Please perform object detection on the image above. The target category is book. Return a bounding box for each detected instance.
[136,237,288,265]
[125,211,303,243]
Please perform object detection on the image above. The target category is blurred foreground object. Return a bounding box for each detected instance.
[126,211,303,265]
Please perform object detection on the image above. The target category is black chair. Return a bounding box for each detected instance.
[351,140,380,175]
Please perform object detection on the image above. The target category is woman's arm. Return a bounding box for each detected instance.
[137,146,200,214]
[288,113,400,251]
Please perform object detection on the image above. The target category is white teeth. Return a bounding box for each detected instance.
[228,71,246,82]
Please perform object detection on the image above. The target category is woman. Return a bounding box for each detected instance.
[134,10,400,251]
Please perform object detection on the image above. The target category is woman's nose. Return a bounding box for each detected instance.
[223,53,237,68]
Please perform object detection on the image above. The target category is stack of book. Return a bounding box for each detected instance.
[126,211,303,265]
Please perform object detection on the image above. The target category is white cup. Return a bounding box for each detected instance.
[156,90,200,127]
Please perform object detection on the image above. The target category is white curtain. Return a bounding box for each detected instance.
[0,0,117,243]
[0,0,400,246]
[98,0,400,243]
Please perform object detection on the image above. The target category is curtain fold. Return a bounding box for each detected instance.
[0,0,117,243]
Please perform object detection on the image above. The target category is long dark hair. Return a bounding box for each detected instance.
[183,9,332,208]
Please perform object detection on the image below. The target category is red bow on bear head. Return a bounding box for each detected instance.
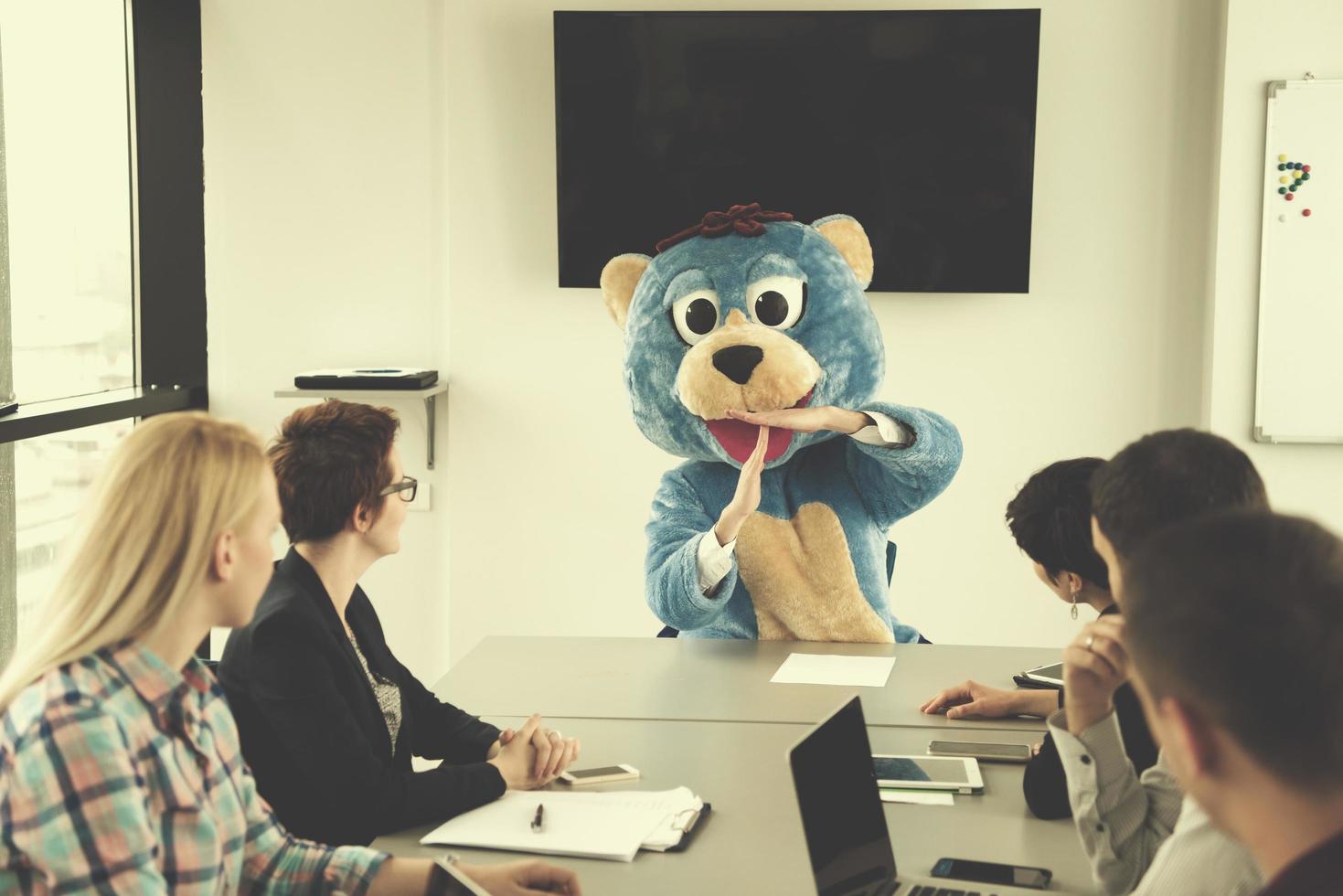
- - -
§ Goal
Put every line of the records above into a numbered list, skipping any blank lines. Leave the pictures out of your answer.

§ Answer
1. Please perform object detection on the image above. The target category is book. Return a bounding box for each detected instance.
2. [136,237,288,265]
3. [125,211,303,243]
4. Please perform object detection on the image above. The target category is blurred foreground object. Return a bounding box for each detected instance.
5. [126,211,303,265]
6. Please perform object detection on the image above. The target category is black chair. Return a bounding box for each detected instance.
7. [351,140,380,175]
8. Please perform object detection on the image above. The target category is woman's arm. Return a bounding box for each detected instance.
9. [137,146,200,214]
10. [288,113,400,251]
11. Please perform object detection on the image above. The target category is white teeth. Return a bounding box for each detected instance.
12. [228,71,246,82]
13. Please perform object detection on the image above. The target category is woman. Return a bounding box for each detected instance.
14. [134,10,400,251]
15. Please perform object detection on the image above. The target category is woman's nose. Return a bounding box for each detected instance.
16. [223,53,237,68]
17. Please perform object detection on the image above. The target category is stack of book. Return a bounding box for each detected instance.
18. [126,211,303,265]
19. Please perform object detection on the image above. The target category is white cup. Return a bounding box for each detected instance.
20. [156,90,200,127]
21. Please perform object detection on the image above. The target category is white curtain. Return a bounding box for each detected instance.
22. [0,0,117,243]
23. [0,0,400,246]
24. [98,0,400,243]
25. Please perform object detection on the image above. The target category is curtain fold. Return a bounding box for each detected instance.
26. [0,0,117,243]
27. Please perform object detection on the image above. The target category is long dark hair. Return a bounding box for each detected instance.
28. [183,9,332,208]
29. Please perform object detection on the image below. The target category is red bow on bear head. Return a bounding box for each detected instance.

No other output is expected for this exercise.